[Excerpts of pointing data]
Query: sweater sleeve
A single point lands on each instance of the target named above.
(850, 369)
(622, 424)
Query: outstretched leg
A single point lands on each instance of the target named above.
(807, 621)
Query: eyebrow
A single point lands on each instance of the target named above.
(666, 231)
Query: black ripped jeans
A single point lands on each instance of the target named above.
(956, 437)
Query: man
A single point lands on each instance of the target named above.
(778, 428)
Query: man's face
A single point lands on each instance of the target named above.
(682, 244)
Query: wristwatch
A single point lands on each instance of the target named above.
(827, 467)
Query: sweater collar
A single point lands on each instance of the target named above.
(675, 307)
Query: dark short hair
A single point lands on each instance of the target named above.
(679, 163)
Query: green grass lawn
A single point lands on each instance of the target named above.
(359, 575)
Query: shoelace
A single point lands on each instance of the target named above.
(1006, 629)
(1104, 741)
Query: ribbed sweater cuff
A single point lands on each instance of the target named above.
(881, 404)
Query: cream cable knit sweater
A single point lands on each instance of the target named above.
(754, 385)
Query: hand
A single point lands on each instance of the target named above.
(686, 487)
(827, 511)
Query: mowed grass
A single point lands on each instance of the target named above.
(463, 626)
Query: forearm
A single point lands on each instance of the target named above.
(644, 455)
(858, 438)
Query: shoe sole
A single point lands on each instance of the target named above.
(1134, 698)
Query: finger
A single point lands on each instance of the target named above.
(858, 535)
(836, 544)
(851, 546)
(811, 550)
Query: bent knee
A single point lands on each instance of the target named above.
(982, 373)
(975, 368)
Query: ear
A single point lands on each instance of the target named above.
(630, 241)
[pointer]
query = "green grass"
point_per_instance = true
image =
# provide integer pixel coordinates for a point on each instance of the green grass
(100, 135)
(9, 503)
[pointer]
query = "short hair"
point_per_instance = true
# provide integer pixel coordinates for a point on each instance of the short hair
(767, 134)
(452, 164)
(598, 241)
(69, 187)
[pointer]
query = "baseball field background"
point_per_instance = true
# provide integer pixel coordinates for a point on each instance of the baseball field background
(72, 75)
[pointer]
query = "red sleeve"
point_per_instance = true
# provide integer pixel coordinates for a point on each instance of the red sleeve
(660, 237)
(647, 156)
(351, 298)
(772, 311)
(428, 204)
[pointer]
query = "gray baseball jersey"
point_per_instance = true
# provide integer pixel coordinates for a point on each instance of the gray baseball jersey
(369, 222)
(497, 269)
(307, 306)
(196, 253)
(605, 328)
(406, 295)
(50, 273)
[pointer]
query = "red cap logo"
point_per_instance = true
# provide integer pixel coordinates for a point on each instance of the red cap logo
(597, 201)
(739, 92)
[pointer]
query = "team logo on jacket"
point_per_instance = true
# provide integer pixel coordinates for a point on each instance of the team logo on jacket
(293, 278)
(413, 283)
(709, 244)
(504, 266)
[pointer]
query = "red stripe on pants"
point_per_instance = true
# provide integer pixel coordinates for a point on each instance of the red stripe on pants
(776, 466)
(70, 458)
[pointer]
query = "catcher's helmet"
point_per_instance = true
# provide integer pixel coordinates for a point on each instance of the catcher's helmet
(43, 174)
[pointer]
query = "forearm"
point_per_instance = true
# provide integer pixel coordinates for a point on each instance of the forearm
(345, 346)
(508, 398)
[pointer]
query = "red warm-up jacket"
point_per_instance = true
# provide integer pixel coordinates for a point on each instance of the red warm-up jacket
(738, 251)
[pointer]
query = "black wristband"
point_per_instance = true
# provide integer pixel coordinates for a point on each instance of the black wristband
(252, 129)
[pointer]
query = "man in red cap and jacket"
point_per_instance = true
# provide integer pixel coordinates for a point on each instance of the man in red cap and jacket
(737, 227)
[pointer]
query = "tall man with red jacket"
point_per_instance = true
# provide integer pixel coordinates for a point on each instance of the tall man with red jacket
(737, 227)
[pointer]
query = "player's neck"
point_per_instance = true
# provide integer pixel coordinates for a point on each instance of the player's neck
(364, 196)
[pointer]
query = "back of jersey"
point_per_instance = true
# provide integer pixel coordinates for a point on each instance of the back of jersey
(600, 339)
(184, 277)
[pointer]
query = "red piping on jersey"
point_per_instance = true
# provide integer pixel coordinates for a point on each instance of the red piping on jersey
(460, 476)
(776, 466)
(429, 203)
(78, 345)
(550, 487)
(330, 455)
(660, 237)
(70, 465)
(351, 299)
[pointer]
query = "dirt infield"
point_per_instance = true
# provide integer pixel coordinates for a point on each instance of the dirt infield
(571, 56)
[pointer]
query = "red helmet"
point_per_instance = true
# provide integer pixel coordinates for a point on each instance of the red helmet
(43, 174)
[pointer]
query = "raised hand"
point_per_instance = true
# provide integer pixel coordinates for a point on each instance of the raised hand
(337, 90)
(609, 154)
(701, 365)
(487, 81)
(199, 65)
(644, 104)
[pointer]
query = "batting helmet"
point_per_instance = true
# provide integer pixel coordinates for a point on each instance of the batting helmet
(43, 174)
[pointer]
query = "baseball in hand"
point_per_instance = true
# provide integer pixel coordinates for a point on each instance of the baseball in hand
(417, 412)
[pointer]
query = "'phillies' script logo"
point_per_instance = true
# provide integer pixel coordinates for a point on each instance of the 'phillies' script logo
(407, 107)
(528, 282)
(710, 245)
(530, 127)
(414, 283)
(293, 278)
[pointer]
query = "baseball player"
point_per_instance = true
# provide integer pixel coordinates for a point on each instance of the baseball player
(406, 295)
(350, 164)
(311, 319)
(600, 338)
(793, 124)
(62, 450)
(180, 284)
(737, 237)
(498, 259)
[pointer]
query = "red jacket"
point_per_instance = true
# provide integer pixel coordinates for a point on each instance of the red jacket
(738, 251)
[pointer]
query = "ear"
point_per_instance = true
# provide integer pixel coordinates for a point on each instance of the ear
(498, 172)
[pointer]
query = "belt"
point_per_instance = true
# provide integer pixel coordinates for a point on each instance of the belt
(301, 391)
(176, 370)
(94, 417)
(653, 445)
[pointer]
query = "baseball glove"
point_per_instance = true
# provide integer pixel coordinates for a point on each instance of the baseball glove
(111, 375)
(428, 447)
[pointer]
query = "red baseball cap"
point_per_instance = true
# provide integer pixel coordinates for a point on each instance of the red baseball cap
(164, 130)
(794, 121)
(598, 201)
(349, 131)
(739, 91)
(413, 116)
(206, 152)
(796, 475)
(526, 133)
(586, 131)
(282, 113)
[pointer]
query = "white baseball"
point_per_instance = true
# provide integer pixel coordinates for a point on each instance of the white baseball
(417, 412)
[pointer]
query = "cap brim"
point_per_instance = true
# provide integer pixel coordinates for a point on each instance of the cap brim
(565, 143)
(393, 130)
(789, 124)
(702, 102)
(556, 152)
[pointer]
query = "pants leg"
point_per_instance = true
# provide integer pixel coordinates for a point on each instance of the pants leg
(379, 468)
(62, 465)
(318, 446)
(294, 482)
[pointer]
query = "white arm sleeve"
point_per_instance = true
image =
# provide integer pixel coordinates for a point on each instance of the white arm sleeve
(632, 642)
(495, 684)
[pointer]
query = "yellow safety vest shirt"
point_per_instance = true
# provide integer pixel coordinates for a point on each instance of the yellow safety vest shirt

WHAT THE EXERCISE ASKS →
Give back each line above precisely as it stands.

ANSWER TO THIS EXERCISE →
Query: sweater sleeve
A single point lands on each instance of the target named above.
(850, 369)
(622, 424)
Query: outstretched leg
A single point lands on each instance of the target named above.
(807, 621)
Query: eyebrow
A single point lands on each instance of the target named above.
(666, 231)
Query: black ripped jeans
A single point lands on each instance of the target named above.
(956, 437)
Query: man
A single point lands on each instance of the target named above.
(778, 428)
Query: man's face
A single point lands on each instance of the target named above.
(682, 244)
Query: wristwatch
A single point lands on each instance of the target named above.
(827, 467)
Query: sweater collar
A single point lands on each instance of the target named above.
(675, 307)
Query: dark short hair
A single point lands on each instance of the target named above.
(679, 163)
Query: green grass lawn
A single point lands on each instance of the target named above.
(359, 575)
Query: shoelace
A single point lands on each instance of the target named above.
(1006, 629)
(1104, 741)
Query: ribbed sweater cuff
A single point lands on each instance of the target named above.
(881, 404)
Query: cream cable knit sweater
A single point lands on each instance of the target named above.
(754, 385)
Query: hand
A single point lands on each instance of the target named above.
(686, 487)
(827, 511)
Query: mowed grass
A single point lands on each instance of the target named above.
(463, 626)
Query: forearm
A single point lands on each instance of the target named above.
(644, 455)
(858, 438)
Query: shoe sole
A single point lands on each instance of the target named above.
(1134, 698)
Query: finger
A single point lands on each instance of the target named above.
(858, 535)
(836, 544)
(851, 546)
(811, 550)
Query: bent knee
A single point lands on each instance of the target named above.
(982, 373)
(975, 368)
Query: ear
A single point lands on each instance of the target named above.
(630, 241)
[pointer]
query = "green grass"
point_per_instance = true
image =
# provide integer pixel coordinates for a point on each instance of the green grass
(100, 135)
(9, 503)
[pointer]
query = "short hair"
point_per_instance = true
# provide integer pixel coordinates for a point on each instance of the short hair
(767, 134)
(452, 164)
(598, 241)
(69, 187)
[pointer]
query = "baseball field background"
point_per_instance = true
# provide integer pixel coordinates for a point on each instance of the baseball field background
(72, 75)
[pointer]
query = "red sleeve"
point_per_instance = true
# provide integer pixel coordinates for a point on each instance of the red sleeve
(660, 237)
(647, 156)
(351, 298)
(772, 311)
(428, 204)
[pointer]
query = "gray baseball jersey"
point_per_instance = true
# provide integer pixel coordinates for a point on each instance of the gray baseball jersey
(369, 222)
(497, 269)
(307, 306)
(196, 253)
(605, 328)
(406, 295)
(50, 273)
[pointer]
query = "red cap logo"
point_per_instance = true
# provide integer pixel coordinates for a point on each instance of the red cap logo
(597, 201)
(739, 92)
[pointer]
query = "team logo on jacket"
point_per_instance = true
# provide integer pixel coordinates for a point on each instance of the team logo on jacket
(293, 278)
(413, 283)
(709, 244)
(504, 266)
[pointer]
query = "red stripe on pants"
point_per_instance = true
# provide integer pixel coordinates for a point on each instance of the red stripe on pants
(776, 466)
(70, 458)
[pointer]
query = "catcher's helmet"
point_per_instance = true
# provide integer pixel coordinates for a point on each instance of the catcher's helmet
(43, 174)
[pointer]
query = "forearm"
point_per_instance = true
# provide integer pixel coordinates for a point on each instance of the forearm
(345, 346)
(508, 398)
[pointer]
query = "red warm-up jacket"
point_per_instance = true
# provide integer pixel coordinates for a point on each instance of the red warm-up jacket
(738, 251)
[pointer]
query = "black wristband"
point_per_instance = true
# provide integer pixel coordinates for a point on each instance of the black wristband
(252, 129)
[pointer]
query = "man in red cap and jacket"
point_per_instance = true
# provide integer pixel coordinates for a point on each instance of the man in red cap and jacket
(737, 227)
[pointer]
query = "tall man with red jacket"
point_per_instance = true
# provide integer pixel coordinates for a point on each instance of the tall man with red jacket
(737, 227)
[pointer]
query = "player's neck"
point_per_instance = true
# provide integer pixel coordinates for a point on each instance of the player's neck
(364, 196)
[pointer]
query = "back of jersey"
point_per_instance = true
# provide integer pixel coordinates for a point on each instance of the back of jersey
(600, 339)
(184, 277)
[pointer]
query = "red piping on jersey"
point_per_instance = true
# provide integer pixel coordinates for a point on each instance of the red piping on jersey
(460, 476)
(776, 466)
(429, 203)
(78, 345)
(550, 487)
(330, 455)
(660, 237)
(70, 465)
(351, 299)
[pointer]
query = "dirt infield"
point_per_instance = true
# provide integer pixel coordinates for a point on each instance of the dirt infield
(571, 56)
[pointer]
query = "red helmet"
point_per_instance = true
# provide integer pixel coordinates for a point on each instance of the red helmet
(43, 174)
[pointer]
query = "raised hand"
point_per_instance = true
# provide integer pixel coordinates for a point on each instance of the raised hand
(337, 90)
(609, 154)
(701, 365)
(487, 81)
(199, 65)
(644, 104)
[pointer]
query = "batting helmet"
point_per_instance = true
# provide integer pixel coordinates for a point on each instance of the batting helmet
(43, 174)
[pointer]
query = "baseball in hand"
point_per_instance = true
# provide integer pixel coordinates for a point on each instance of the baseball in hand
(417, 412)
[pointer]
query = "'phillies' script logo"
point_per_instance = true
# provide integer pixel coordinates for a point on each instance of the 'phillies' script logo
(407, 107)
(528, 282)
(710, 245)
(530, 127)
(414, 283)
(293, 278)
[pointer]
query = "baseball player"
point_per_instance = true
# provide integer pixel coordinates for a point on each instance of the baseball player
(406, 295)
(350, 164)
(311, 319)
(600, 338)
(793, 124)
(62, 450)
(180, 284)
(737, 237)
(498, 259)
[pointer]
query = "red jacket"
point_per_instance = true
# provide integer pixel coordinates for a point on each instance of the red jacket
(738, 251)
[pointer]
query = "ear"
point_per_instance = true
# provide integer pixel coordinates for a point on each instance of the ear
(498, 172)
[pointer]
query = "belt"
point_per_instance = true
# provide integer pixel coordinates for a point on each instance of the belt
(301, 391)
(176, 370)
(94, 417)
(653, 445)
[pointer]
query = "baseball glove"
point_per_instance = true
# provide integer pixel coordinates for a point on each instance of the baseball glove
(111, 375)
(428, 447)
[pointer]
query = "red baseball cap"
point_per_instance = true
# provide integer pixel coordinates for a point on each instance of the red baseball cap
(164, 130)
(794, 121)
(598, 201)
(349, 131)
(739, 91)
(413, 116)
(206, 152)
(796, 475)
(526, 133)
(586, 131)
(282, 113)
[pointer]
query = "white baseball"
point_per_instance = true
# provide integer pixel coordinates for a point on each instance of the white baseball
(417, 412)
[pointer]
query = "cap brim"
point_per_instance = true
# provide integer pixel coordinates for a point on each instance of the cap brim
(565, 143)
(393, 130)
(789, 124)
(702, 102)
(556, 152)
[pointer]
query = "pants leg"
point_per_instance = true
# provide integer pixel coordinates for a point on each instance of the pants leg
(379, 468)
(62, 465)
(318, 446)
(294, 482)
[pointer]
query = "white arm sleeve"
point_per_instance = true
image =
# provide integer pixel coordinates for a point on each instance of the white arm sleeve
(632, 642)
(495, 684)
[pointer]
query = "yellow safety vest shirt"
point_per_instance = true
# provide integer pixel coordinates for a point on each instance of the yellow safety vest shirt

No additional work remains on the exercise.